TASK TO CARRY OUT => Render the entries from the line containing "tower top section?" through the end of the entries as a two-column CSV with the headers "request" and "answer", one row per entry. Put each field in quotation marks and replace line breaks with spaces.
== ROWS
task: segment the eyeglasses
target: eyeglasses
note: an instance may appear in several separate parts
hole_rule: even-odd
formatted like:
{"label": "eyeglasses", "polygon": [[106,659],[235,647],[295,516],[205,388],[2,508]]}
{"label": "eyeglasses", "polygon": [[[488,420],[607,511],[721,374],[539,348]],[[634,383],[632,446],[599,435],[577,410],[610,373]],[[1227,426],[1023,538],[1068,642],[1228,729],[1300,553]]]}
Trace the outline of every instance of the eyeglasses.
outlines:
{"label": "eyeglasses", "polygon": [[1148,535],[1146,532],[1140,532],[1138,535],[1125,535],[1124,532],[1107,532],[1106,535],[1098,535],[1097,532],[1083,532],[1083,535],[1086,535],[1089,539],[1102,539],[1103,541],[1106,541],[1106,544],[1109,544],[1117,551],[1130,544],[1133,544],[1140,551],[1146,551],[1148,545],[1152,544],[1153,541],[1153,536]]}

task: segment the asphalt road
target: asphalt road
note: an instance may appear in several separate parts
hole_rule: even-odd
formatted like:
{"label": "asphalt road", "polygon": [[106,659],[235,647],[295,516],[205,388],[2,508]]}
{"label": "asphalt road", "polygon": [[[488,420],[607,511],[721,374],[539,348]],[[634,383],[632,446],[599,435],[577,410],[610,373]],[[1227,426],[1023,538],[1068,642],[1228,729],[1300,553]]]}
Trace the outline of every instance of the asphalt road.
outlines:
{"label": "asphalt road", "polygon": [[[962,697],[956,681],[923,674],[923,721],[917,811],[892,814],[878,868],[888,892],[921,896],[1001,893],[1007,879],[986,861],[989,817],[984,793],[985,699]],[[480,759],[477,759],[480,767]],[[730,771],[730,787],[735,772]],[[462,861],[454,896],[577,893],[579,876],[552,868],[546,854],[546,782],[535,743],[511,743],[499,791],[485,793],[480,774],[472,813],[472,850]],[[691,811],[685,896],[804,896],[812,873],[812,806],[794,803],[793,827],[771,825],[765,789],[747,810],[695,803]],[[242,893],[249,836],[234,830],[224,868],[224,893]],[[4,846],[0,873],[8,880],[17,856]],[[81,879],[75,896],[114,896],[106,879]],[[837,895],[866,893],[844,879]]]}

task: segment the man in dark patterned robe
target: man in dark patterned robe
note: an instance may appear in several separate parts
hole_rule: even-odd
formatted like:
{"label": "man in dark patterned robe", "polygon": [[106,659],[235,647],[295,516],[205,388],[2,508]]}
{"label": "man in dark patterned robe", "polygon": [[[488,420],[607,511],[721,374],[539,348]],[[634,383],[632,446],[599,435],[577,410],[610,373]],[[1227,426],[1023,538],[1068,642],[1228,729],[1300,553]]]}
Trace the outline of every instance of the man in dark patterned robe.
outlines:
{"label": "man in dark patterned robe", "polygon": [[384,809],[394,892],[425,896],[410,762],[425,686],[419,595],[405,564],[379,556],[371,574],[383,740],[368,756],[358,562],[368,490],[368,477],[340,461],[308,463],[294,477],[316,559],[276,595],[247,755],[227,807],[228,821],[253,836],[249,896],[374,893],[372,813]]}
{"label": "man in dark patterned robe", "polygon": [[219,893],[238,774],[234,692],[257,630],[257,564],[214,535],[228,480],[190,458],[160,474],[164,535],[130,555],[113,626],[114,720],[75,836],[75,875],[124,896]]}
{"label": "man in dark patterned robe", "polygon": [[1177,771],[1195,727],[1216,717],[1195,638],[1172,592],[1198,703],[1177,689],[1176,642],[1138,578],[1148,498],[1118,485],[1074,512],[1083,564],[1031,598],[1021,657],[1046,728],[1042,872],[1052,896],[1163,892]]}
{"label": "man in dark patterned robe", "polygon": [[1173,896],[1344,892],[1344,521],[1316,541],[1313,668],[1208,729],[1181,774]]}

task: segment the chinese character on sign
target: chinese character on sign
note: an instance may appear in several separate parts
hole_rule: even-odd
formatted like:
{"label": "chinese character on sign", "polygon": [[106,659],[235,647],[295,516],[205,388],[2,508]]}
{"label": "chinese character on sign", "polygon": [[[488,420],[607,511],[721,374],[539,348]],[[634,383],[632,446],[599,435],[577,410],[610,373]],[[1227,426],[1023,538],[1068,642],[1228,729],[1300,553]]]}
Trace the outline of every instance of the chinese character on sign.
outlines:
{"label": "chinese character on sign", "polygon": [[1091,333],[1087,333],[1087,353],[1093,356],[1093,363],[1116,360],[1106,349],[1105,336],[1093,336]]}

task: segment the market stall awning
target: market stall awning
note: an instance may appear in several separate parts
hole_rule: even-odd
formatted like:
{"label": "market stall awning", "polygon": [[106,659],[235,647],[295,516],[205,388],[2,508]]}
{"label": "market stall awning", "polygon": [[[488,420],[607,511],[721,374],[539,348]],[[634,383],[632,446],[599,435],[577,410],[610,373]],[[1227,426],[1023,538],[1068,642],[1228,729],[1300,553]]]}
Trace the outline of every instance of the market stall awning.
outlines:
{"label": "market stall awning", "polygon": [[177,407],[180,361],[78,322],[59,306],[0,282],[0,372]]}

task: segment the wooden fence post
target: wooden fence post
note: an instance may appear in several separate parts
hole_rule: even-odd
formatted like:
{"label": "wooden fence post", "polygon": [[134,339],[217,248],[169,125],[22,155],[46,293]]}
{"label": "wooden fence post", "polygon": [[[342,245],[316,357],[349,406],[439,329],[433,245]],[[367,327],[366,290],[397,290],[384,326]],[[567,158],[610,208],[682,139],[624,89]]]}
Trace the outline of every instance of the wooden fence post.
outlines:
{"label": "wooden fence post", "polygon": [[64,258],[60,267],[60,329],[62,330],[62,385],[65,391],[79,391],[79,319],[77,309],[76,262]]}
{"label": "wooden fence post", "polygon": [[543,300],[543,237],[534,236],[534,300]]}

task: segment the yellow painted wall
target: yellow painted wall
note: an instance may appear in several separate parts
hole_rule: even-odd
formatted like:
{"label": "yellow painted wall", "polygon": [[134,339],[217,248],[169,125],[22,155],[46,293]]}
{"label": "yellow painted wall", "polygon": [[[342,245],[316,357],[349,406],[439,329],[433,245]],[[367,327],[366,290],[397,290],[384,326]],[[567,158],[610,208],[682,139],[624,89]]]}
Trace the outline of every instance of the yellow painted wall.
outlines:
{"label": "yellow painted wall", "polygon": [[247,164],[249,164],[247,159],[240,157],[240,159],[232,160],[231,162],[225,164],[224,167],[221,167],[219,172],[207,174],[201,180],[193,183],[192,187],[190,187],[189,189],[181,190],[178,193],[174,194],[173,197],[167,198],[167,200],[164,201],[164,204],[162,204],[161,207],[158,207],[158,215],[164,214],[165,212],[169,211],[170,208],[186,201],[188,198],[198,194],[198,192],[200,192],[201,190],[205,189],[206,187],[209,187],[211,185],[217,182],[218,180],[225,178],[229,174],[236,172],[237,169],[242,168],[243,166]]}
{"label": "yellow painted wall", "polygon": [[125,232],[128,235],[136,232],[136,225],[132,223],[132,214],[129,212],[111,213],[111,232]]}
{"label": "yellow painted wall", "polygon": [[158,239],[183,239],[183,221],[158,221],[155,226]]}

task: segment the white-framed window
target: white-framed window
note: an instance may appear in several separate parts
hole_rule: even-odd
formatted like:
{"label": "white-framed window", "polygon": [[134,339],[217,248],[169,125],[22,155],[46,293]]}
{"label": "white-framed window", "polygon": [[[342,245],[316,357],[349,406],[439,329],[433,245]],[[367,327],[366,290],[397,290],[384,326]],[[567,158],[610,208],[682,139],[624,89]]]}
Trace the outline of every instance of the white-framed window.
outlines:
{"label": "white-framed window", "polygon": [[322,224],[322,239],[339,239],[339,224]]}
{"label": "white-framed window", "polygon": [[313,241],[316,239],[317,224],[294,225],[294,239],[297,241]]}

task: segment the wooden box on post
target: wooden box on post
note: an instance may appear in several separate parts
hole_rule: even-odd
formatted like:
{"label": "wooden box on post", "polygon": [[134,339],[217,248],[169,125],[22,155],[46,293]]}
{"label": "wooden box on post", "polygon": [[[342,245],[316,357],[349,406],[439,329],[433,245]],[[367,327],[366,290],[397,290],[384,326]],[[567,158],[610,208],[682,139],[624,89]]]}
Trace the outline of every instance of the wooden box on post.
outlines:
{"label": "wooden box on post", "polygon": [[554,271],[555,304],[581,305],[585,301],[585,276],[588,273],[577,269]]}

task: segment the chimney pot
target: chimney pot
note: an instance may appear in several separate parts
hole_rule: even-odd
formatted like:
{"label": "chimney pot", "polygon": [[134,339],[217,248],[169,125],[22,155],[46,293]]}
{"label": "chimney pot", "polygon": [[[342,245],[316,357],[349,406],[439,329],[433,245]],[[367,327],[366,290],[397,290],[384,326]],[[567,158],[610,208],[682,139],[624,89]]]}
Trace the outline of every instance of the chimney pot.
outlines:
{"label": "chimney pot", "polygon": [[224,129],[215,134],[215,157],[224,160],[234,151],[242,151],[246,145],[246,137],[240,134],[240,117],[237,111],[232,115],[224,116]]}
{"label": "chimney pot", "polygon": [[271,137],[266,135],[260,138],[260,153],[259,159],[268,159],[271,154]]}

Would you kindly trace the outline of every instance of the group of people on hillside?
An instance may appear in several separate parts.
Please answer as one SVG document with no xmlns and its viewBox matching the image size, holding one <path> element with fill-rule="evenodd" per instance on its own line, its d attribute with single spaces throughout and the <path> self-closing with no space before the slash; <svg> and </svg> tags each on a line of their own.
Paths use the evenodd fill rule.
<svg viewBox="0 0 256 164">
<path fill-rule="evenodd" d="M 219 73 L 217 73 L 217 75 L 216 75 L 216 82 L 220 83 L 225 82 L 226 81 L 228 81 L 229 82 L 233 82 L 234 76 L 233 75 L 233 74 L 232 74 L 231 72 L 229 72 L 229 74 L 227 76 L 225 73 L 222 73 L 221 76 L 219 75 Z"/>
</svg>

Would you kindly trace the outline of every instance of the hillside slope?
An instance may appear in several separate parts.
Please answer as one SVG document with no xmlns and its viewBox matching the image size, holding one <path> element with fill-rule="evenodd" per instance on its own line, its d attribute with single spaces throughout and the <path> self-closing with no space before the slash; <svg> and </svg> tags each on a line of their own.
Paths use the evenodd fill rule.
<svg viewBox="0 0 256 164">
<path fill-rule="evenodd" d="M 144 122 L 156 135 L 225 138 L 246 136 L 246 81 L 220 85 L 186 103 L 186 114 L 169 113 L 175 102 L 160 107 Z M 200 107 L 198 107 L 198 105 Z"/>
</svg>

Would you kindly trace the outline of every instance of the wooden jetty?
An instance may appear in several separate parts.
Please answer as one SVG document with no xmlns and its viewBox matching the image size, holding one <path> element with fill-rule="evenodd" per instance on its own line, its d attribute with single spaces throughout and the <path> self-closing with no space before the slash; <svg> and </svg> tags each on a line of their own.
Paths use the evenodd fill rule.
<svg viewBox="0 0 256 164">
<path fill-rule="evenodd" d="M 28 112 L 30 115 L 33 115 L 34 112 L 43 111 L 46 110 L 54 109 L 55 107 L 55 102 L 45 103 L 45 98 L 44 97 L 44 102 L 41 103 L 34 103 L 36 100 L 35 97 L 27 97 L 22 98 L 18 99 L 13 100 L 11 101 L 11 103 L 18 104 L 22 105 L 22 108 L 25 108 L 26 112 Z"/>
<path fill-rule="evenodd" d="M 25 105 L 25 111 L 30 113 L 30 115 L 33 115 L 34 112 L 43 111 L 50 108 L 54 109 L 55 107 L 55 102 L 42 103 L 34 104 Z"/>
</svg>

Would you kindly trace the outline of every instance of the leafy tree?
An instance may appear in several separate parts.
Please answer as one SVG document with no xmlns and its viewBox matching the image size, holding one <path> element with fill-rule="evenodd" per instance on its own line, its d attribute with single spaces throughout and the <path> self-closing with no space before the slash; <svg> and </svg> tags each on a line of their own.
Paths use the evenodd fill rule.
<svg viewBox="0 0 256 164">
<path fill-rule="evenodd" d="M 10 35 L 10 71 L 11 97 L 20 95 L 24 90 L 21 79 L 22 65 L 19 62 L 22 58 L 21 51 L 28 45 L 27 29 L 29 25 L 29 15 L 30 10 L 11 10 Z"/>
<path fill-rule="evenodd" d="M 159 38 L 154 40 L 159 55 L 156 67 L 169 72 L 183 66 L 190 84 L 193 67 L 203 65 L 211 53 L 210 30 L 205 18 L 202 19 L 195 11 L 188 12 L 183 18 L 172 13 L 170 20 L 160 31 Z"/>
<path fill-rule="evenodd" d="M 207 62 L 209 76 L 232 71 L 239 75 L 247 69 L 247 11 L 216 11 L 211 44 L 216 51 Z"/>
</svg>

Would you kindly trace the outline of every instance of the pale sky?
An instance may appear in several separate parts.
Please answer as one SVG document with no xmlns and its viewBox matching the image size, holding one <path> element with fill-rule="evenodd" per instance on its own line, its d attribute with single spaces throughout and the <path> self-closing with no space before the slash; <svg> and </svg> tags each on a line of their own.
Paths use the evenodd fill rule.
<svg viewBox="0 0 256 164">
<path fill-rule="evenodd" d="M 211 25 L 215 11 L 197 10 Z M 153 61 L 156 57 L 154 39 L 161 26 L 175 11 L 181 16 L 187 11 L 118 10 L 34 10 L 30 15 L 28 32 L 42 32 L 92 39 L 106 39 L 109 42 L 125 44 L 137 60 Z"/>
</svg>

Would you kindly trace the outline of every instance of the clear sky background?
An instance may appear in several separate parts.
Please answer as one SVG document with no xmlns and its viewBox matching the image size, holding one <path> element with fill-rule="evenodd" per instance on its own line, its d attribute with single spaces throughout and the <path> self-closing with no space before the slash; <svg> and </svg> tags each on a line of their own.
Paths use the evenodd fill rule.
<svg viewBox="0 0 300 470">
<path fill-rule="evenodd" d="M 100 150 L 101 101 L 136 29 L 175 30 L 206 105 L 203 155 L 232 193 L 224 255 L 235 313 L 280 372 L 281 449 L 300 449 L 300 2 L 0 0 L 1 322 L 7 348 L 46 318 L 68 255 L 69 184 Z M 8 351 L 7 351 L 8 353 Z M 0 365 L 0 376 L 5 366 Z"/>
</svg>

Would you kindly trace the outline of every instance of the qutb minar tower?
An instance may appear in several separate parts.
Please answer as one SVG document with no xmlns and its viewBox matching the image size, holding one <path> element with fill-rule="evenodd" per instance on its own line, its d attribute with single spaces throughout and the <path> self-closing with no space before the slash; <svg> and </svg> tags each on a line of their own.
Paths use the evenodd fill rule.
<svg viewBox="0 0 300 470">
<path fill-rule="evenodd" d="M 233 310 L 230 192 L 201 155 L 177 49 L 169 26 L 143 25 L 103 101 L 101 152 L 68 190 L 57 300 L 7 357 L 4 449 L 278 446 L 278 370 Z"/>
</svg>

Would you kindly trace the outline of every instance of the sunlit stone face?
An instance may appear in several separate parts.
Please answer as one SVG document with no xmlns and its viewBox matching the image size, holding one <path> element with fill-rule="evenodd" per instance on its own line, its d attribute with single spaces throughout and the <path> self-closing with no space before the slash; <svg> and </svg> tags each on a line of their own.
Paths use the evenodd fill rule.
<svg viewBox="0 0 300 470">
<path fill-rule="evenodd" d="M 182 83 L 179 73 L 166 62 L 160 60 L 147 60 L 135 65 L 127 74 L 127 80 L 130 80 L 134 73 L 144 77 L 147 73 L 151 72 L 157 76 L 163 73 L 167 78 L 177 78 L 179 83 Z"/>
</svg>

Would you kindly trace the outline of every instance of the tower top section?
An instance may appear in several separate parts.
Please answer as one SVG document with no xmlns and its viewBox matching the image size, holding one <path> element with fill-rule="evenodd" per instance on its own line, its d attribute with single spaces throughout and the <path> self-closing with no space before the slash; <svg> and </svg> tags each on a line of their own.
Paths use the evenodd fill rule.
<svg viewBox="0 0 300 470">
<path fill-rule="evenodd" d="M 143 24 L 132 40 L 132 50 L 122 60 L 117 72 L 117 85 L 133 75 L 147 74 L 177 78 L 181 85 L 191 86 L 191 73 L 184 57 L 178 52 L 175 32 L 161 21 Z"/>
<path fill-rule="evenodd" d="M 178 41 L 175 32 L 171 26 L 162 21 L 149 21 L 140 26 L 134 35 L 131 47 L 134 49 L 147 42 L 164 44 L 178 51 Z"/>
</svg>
====
SOLUTION BELOW =>
request,answer
"Would you kindly trace the outline of every instance of the tower top section? An instance may appear in several separate parts. Please answer as one SVG document with no xmlns and its viewBox matching the image size, holding one <path> element with fill-rule=""evenodd"" per instance on its own line, its d attribute with single spaces throughout and the <path> self-closing with no space before the slash; <svg> and </svg> tags each on a line of their own. Paths use the evenodd fill rule.","<svg viewBox=""0 0 300 470""> <path fill-rule=""evenodd"" d=""M 143 24 L 132 40 L 132 50 L 122 60 L 117 72 L 117 85 L 133 75 L 147 74 L 177 78 L 181 85 L 191 86 L 191 73 L 184 57 L 178 52 L 175 32 L 161 21 Z""/> <path fill-rule=""evenodd"" d=""M 178 41 L 175 32 L 171 26 L 162 21 L 149 21 L 140 26 L 134 35 L 131 47 L 134 49 L 147 42 L 164 44 L 178 51 Z""/> </svg>"